Action item: All of the data below needs to be set down again, exactly as shown.

Stored data entries
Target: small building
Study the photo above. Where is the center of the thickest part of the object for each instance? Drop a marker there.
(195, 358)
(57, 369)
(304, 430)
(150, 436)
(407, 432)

Answer box:
Target: small building
Study the photo above. Where is the center of the thickest part of the object for each instance? Drop a marker there.
(195, 358)
(57, 369)
(304, 430)
(150, 436)
(407, 432)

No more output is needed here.